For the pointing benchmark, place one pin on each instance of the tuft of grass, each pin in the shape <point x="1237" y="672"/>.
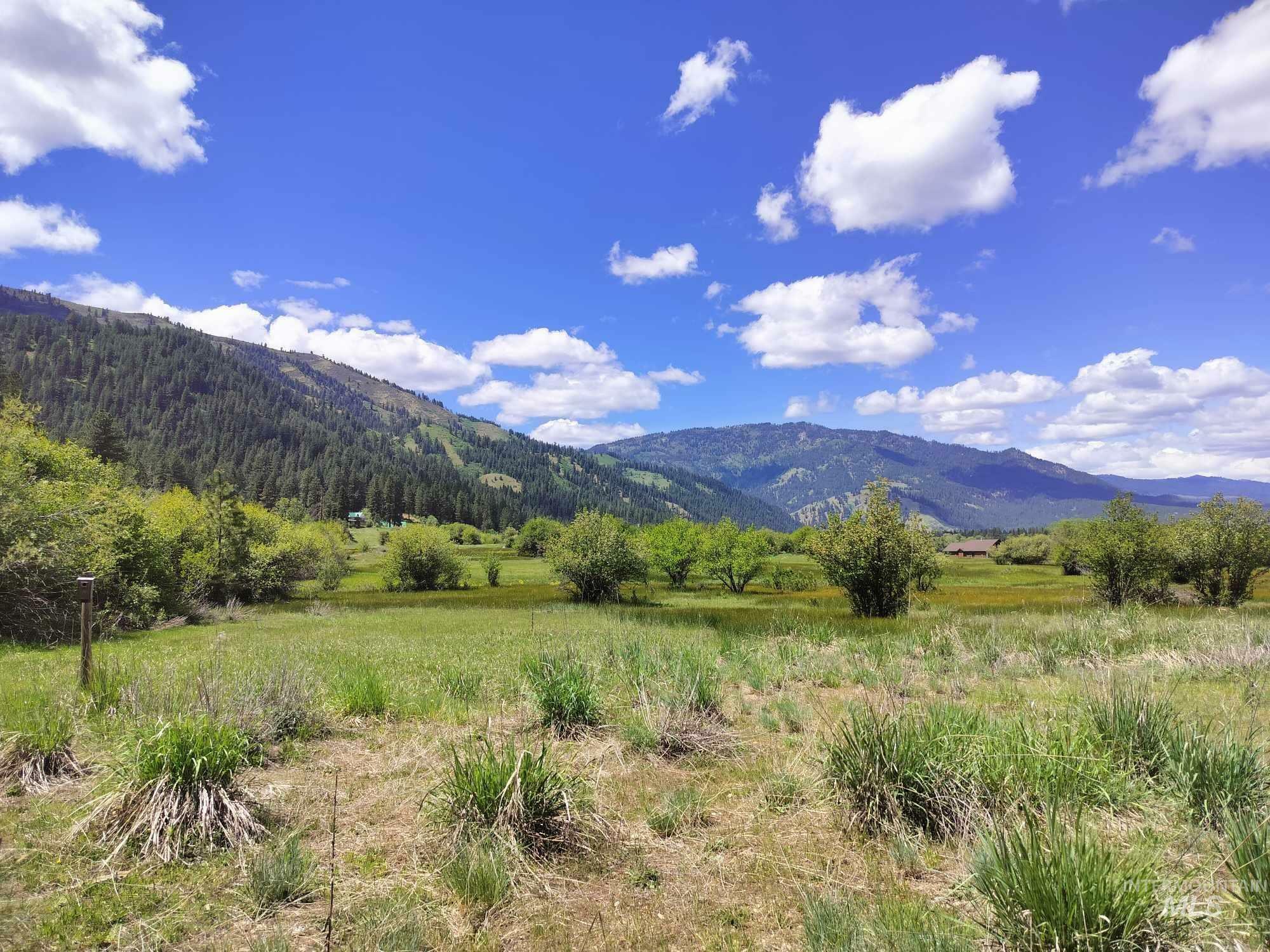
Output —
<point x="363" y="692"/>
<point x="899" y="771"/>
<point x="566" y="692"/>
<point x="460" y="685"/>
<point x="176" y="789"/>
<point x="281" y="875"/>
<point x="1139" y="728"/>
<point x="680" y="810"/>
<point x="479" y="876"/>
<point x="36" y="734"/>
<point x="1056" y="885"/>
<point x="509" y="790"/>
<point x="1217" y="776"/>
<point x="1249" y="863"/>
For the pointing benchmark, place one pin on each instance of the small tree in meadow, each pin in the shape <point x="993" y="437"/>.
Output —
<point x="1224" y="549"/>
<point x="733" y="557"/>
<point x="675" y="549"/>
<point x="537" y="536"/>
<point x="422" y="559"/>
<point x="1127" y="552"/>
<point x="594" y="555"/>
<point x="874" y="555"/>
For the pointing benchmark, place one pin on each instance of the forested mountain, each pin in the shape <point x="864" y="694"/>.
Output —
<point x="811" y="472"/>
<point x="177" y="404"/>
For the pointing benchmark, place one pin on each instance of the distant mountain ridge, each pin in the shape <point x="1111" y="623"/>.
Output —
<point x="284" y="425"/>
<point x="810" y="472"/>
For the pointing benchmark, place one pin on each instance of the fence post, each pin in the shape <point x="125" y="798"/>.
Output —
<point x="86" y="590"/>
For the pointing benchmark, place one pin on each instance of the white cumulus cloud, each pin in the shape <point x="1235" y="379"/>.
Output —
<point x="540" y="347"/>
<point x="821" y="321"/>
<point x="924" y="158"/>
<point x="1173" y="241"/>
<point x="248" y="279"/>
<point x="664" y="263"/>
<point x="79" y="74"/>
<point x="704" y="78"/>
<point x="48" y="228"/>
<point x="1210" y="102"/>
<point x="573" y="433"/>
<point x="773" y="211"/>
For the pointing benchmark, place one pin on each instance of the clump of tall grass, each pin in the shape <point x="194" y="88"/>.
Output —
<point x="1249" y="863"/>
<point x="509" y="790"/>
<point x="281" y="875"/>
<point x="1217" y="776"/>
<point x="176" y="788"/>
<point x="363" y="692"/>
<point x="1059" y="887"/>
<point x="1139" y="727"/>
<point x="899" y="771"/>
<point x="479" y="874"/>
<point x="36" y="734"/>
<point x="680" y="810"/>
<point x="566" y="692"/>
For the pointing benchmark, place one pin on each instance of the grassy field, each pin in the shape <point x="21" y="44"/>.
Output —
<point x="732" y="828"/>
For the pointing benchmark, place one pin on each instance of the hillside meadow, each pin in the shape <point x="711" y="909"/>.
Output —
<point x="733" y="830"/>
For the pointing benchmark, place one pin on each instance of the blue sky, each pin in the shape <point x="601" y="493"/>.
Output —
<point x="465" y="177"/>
• • • •
WHAT IS EXPECTED:
Copy out everything from the line containing "of the fence" down to the last of the entries above, requests included. Add -139 to every x and y coordinate in the answer points, and leave the requests and their sample points as they are.

EXERCISE RESULT:
For the pointing benchmark, place one pin on each instance of the fence post, each pin in the shape <point x="125" y="798"/>.
Output —
<point x="-53" y="451"/>
For the pointing benchmark, place one pin on each instance of the white cumulus cloud, each pin in the shape <point x="1235" y="379"/>.
Output —
<point x="401" y="208"/>
<point x="682" y="182"/>
<point x="785" y="19"/>
<point x="1034" y="102"/>
<point x="109" y="140"/>
<point x="525" y="124"/>
<point x="-60" y="-65"/>
<point x="565" y="-61"/>
<point x="-91" y="89"/>
<point x="1071" y="-37"/>
<point x="434" y="294"/>
<point x="634" y="72"/>
For the pointing benchmark, place one pin on each instance of the clump of tall grass, each pin in the shape <point x="194" y="88"/>.
Output —
<point x="1110" y="724"/>
<point x="370" y="651"/>
<point x="142" y="736"/>
<point x="1078" y="637"/>
<point x="37" y="649"/>
<point x="224" y="553"/>
<point x="920" y="748"/>
<point x="1000" y="588"/>
<point x="760" y="632"/>
<point x="340" y="735"/>
<point x="-103" y="595"/>
<point x="541" y="671"/>
<point x="427" y="553"/>
For the pointing benchmark, place one pin on each instance of the grassy field, each pin in the shape <point x="21" y="44"/>.
Output —
<point x="593" y="689"/>
For the pointing benchmark, place one pin on each instance of the hillside meadow, each pin in the shape <point x="711" y="909"/>.
Output —
<point x="594" y="691"/>
For the pointing benchmark, place one pin on each instance of the blue sky, each pin in the shape <point x="601" y="493"/>.
Output —
<point x="326" y="38"/>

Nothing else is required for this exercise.